Dynatrace OneAgent tracks numerous Go-related metrics.
The Go metrics and Go HTTP metrics tabs on the process overview page contain the most important Go-specific and HTTP metics. The Go managed memory, Heap details, and Scheduling tabs—all accessible via the Further details tab—bring even more valuable insights into your Go-based application performance.
The Go metrics tab provides an overview of the following important Golang metrics:
- Suspension: The Go garbage collector percentage share compared to the overall application CPU time.
- Runtime heap: The amount of memory used or committed to the Go heap as well as Go garbage collection times.
- Goroutines: The number of Goroutines instantiated by the application and Go runtime infrastructure.
On the Go HTTP metrics tab, you can explore the following HTTP metrics:
- Total requests: The number of all requests representing the overall traffic flow.
- Number of HTTP 5xx responses: The number of responses that indicate repeatedly crashing apps or response issues from applications.
- Number of HTTP bad gateways: The number of responses that indicate invalid service responses produced by an application.
- Response latency: The average response time from the application to clients.
Go managed memory
The Go managed memory tab breaks down memory metrics into various categories:
- Heap: The amount of the memory used or committed to Go runtime heap.
- OffHeap: The amount of the memory used or committed to Go runtime internal structures that are not allocated from heap memory. Data structures used in the Go heap implementation are an example of OffHeap memory.
- Overall: The sum of Heap, OffHeap, and Stack memory.
- Stack: The amount of the memory used or committed to dynamic Go stacks. Go stacks are used to execute Goroutines and grow dynamically.
The Heap details tab digs deeper into the anatomy of the Go heap.
- Heap allocated Go objects count: The number of Go objects allocated on the Go heap.
- Heap idle size: The amount of memory not assigned to the heap or stack. Idle memory can be returned to the operating system or retained by the Go runtime for later reassignment to the heap or stack.
- Heap live size: The amount of memory considered live by the Go garbage collector. This metric accumulates memory retained by the most recent garbage collector run and allocated since then.
- Garbage collector invocation count: The number of Go garbage collector runs.
A basic understanding of the internal scheduling principles will help you read scheduling metrics and detect potential anomalies.
The implementation of Goroutine scheduling deals with three central object types: M (Machine), P (Processor), and G (Goroutine). You can find multiple instances of these object types in the Go runtime source code. For simplicity's sake, Dynatrace uses the following alternative terms:
|Go runtime term||Dynatrace term|
|M (Machine)||Worker thread|
|P (Processor)||Scheduling context|
Go executes Goroutines in the context of worker threads that are acquired from a pool of native operating system threads. A Goroutine can be assigned to a different worker thread at any time unless
runtime.LockOSThread is used to enforce worker thread affinity.

== REQUIRED ACTIONS ==
a. Answer each of the following from the Go metrics documentation:
(i) What does the Suspension metric express?
(ii) Which three kinds of memory make up the Overall figure on the Go managed memory tab?
(iii) What term does Dynatrace use in place of P (Processor)?
b. Write the next passage of the Go metrics documentation, continuing from its final sentence.
The material placed after this text is not required for any of the work on the Go metrics documentation.

== DATA ==
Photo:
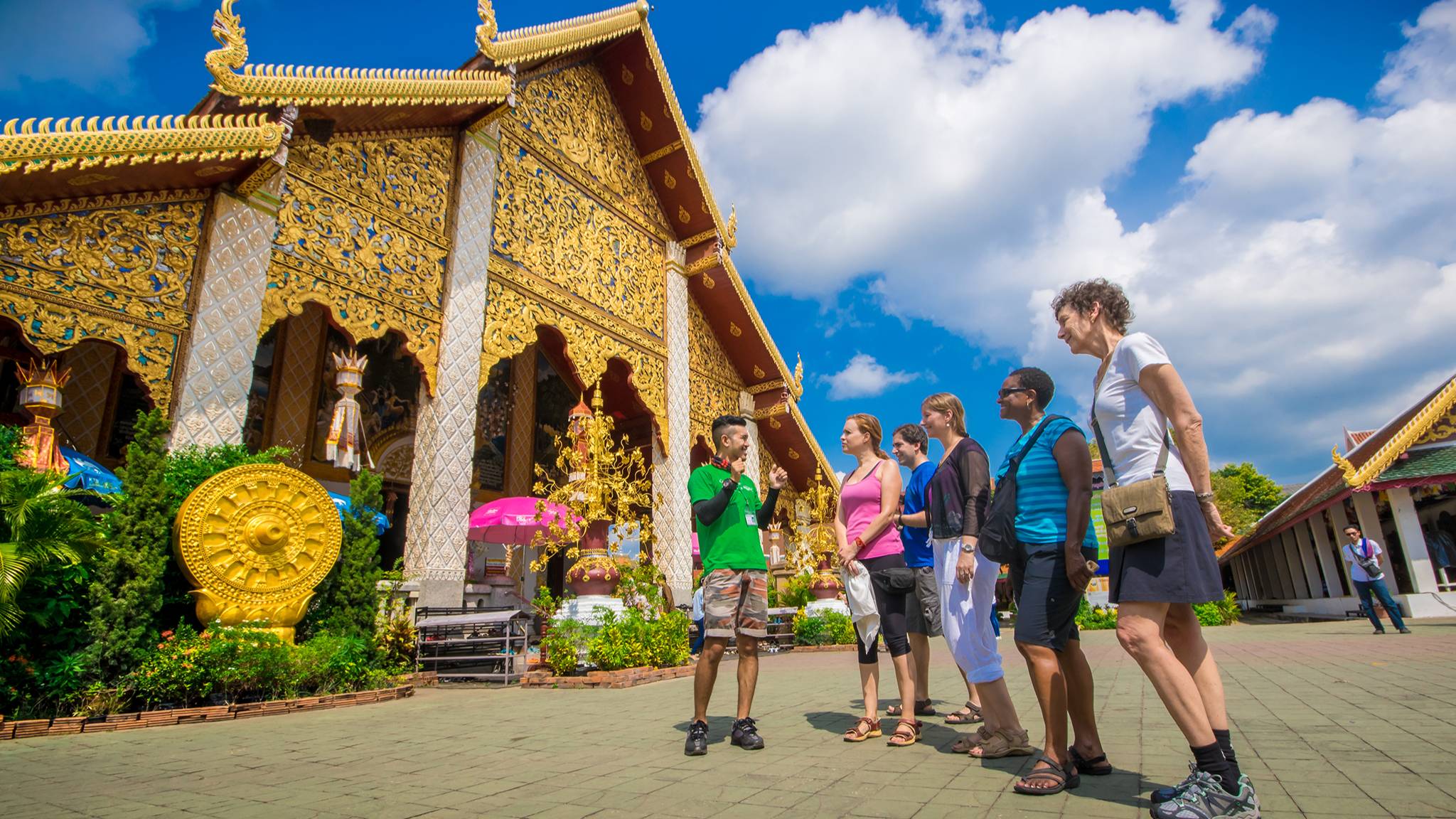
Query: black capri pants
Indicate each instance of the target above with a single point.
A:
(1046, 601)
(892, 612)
---
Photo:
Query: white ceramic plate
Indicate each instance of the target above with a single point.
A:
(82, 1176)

== SOLVED PROBLEMS ==
a.
(i) The Go garbage collector percentage share compared to the overall application CPU time.
(ii) Heap, OffHeap, and Stack memory.
(iii) Scheduling context.

b.
Multiple Goroutines are usually assigned to a single worker thread. A scheduling context is responsible for the cooperative scheduling of Goroutines. The Go compiler adds code to each Go function prologue that checks if the currently executed Goroutine consumed its 10 milliseconds execution time slice. The actual mechanism cleverly uses stack guards to enforce rescheduling. If the time slice has exceeded, the scheduling context sets up the next Goroutine to execute. Prior to Go 1.14, scheduling was fully cooperative, leading to an issue with Goroutines that didn't invoke Go functions and therefore were not rescheduled. Go 1.14 introduced a mechanism that allows preemptive scheduling of Goroutines to handle this special case.
Each set of Goroutines is executed by a worker thread. Execution is controlled by a scheduling context. When a Goroutine writes a large chunk of data to the disk or blocks waiting for an incoming connection, the Goroutine is blocked in a system call, and no other Goroutine is scheduled. In such a situation, the scheduling context with other Goroutines is assigned to a different worker thread, either parked or newly instantiated. These Goroutines are not blocked by the system call and can continue execution. Therefore, the total number of worker threads is greater than the number of scheduling context objects. After the blocking call returns, the Goroutine is again assigned to a scheduling context. If the assignment fails, the Goroutine is sent to the global Goroutine run queue. The same principle applies to cgo (Go to C language) calls.
The number of scheduling contexts is the only setting that you can configure in the Go scheduling algorithm. You have no control over the number of worker threads. That is why writing a large chunk of data to the disk or waiting for incoming connections won't block other Goroutines that are initially assigned to the same worker thread. These Goroutines continue execution on their newly assigned worker threads.
The Scheduling tab provides unique insights into Goroutine scheduling.
- Go runtime system call count: The number of system calls executed by the Go runtime. This number doesn't include system calls performed by user code.
- Go to C language (cgo) call count: The number of cgo calls.
- Parked worker thread count: The number of worker threads parked by Go runtime. A parked worker thread doesn't consume CPU cycles until the Go runtime unparks the thread.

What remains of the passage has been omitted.